<<<<
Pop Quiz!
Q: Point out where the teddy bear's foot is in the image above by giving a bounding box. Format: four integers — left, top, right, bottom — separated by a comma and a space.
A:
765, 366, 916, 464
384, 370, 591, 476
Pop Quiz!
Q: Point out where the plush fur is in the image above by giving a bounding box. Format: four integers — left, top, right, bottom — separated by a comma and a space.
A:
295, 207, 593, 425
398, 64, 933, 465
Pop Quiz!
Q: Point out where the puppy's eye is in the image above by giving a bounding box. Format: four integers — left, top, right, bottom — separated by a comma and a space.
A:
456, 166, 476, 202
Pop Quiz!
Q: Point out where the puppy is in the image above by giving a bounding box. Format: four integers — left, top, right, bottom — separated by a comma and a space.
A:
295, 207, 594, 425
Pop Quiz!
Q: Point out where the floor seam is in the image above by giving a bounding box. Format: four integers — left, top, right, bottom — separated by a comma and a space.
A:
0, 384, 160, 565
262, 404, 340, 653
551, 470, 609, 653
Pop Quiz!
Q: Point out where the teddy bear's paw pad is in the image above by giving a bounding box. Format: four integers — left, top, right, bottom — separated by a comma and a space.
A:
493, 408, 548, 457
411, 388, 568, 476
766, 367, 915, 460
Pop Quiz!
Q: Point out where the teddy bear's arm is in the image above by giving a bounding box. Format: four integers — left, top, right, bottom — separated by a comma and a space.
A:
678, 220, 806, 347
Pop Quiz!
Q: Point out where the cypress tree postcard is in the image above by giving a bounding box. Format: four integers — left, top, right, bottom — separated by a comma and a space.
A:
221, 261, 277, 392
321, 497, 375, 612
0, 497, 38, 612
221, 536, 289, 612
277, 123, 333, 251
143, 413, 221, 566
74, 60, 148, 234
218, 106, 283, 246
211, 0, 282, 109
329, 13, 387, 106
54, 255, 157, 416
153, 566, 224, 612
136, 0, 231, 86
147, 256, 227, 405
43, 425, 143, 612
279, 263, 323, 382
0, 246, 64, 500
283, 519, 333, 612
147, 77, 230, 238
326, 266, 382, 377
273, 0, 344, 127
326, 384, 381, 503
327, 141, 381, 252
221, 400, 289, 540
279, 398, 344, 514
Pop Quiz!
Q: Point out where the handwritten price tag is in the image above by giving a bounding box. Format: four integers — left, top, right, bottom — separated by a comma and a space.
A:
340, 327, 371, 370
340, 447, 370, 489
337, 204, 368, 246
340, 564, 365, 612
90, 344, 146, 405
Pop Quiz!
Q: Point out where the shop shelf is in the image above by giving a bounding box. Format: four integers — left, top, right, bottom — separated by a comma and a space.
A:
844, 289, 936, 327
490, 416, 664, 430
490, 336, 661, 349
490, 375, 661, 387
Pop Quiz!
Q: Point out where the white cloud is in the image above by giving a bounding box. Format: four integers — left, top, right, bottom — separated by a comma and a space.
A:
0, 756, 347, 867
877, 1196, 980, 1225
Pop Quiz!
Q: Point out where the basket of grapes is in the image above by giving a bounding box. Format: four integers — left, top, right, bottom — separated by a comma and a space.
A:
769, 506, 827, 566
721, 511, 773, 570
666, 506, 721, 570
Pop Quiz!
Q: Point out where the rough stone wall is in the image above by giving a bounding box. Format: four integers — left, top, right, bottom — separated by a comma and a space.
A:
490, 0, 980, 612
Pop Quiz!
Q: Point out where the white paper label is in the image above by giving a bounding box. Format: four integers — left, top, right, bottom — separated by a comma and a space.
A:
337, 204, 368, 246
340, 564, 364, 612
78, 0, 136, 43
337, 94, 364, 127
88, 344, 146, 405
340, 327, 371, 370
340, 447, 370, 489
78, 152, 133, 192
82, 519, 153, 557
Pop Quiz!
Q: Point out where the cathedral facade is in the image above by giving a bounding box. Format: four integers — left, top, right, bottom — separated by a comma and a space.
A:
>>>>
» **What the task requires**
Recast every line of the listing above as a JSON array of strings, one string per line, leaving out any blank lines.

» **Written response**
[
  "Pop Quiz!",
  "Q: Point out where the teddy bear's foot is in the image above by giving a bounding box. Format: four integers — left, top, right, bottom — separated by a comma and a space.",
  "A:",
  "765, 366, 916, 464",
  "384, 370, 591, 476",
  "Pop Quiz!",
  "Q: Point out where the plush fur is in the image above by giving a bounding box. Format: four integers — left, top, right, bottom — separated by a comma and a space.",
  "A:",
  "295, 207, 593, 425",
  "398, 64, 933, 465",
  "Pop Quiz!",
  "Q: Point out where the puppy's eye is in the image above by giving a bounding box. Format: four integers — left, top, right, bottom — separated by a comma and a space.",
  "A:",
  "456, 166, 476, 202",
  "Pop Quiz!",
  "Q: Point out where the puppy is in the image above by giving a bounding box. Format: four integers — left, top, right, bottom — separated by a comma and a space.",
  "A:",
  "295, 207, 594, 425",
  "Pop Quiz!",
  "Q: Point out where the floor seam is in the image above by giving a bounding box. Format: four integers — left, top, right, bottom — separated by a comma and a space.",
  "A:",
  "0, 384, 160, 565",
  "262, 404, 340, 653",
  "551, 470, 609, 653",
  "Pop Quiz!",
  "Q: Point out where the teddy bear's paw pad is in the image above by giving a bounding box. Format: four integers — left, top, right, bottom — separated by a comma and a space.",
  "A:",
  "493, 408, 548, 457",
  "411, 388, 568, 476",
  "766, 367, 915, 460",
  "Pop Quiz!",
  "Q: Point out where the teddy bear's arm is in the image above by giving a bounding box. Format: four integers — left, top, right, bottom — separated by a comma and a space.",
  "A:",
  "678, 220, 806, 347",
  "Pop Quiz!",
  "Q: Point out where the cypress tree postcard is in the image above by giving a bounding box. Format: four integers — left, top, right, bottom — separated by a comma and a space.",
  "A:",
  "221, 261, 277, 392",
  "321, 497, 375, 612",
  "0, 497, 38, 612",
  "221, 536, 289, 612",
  "277, 123, 333, 251",
  "143, 413, 221, 566",
  "74, 60, 148, 234",
  "218, 106, 283, 246",
  "211, 0, 282, 109",
  "329, 13, 387, 106",
  "54, 255, 157, 416",
  "153, 566, 224, 612",
  "136, 0, 231, 86",
  "147, 256, 227, 405",
  "43, 425, 143, 612",
  "279, 263, 323, 382",
  "0, 246, 64, 500",
  "283, 519, 333, 612",
  "147, 77, 230, 238",
  "326, 266, 382, 377",
  "273, 0, 344, 127",
  "326, 384, 381, 503",
  "327, 141, 381, 252",
  "221, 400, 289, 540",
  "279, 398, 344, 514",
  "Pop Quiz!",
  "Q: Point out where the handwritten price tag is in the image above by giving a bounding box. Format: four integers — left, top, right, bottom — separated by a comma and a space.",
  "A:",
  "340, 327, 371, 370",
  "340, 447, 370, 489",
  "337, 204, 368, 246",
  "340, 564, 365, 612",
  "90, 344, 146, 405",
  "Pop Quiz!",
  "Q: Point out where the shop shelf is in the image above by giving a bounding box. Format: four integers — left, top, right, bottom — separated by a comma and a space.",
  "A:",
  "844, 289, 936, 327",
  "490, 416, 664, 430",
  "490, 336, 661, 349",
  "490, 375, 661, 387",
  "Pop Quiz!",
  "Q: Point out where the white cloud is in the image above by giving a bounding box. Format: four integers — left, top, right, bottom — separated by a comma and a space.",
  "A:",
  "0, 756, 347, 867",
  "877, 1196, 980, 1225",
  "Pop Quiz!",
  "Q: Point out where the basket of grapes is in the image above by giving a bounding box. Format: four integers — left, top, right, bottom — separated by a comma and a space.",
  "A:",
  "769, 506, 827, 566",
  "721, 511, 773, 570",
  "666, 506, 721, 570",
  "Pop Quiz!",
  "Q: Point out where the rough stone wall is in the image above by giving a bounding box. Format: four integers — left, top, right, bottom — separated by a comma and a space.",
  "A:",
  "490, 0, 980, 612",
  "Pop Quiz!",
  "Q: Point out where the white paper label is in the image above by giving a bounding box. Format: four integers — left, top, right, bottom — separated by a comma and a space.",
  "A:",
  "337, 204, 368, 246",
  "340, 564, 364, 612",
  "78, 0, 136, 43",
  "337, 94, 364, 127",
  "88, 344, 146, 405",
  "340, 327, 371, 370",
  "340, 447, 370, 489",
  "78, 152, 133, 192",
  "82, 519, 153, 557",
  "Pop Quiz!",
  "Q: Point out where the cathedral facade is in the image above by giving a bounding box. Format: four integers — left, top, right, bottom — separated by a comma and a space.",
  "A:"
]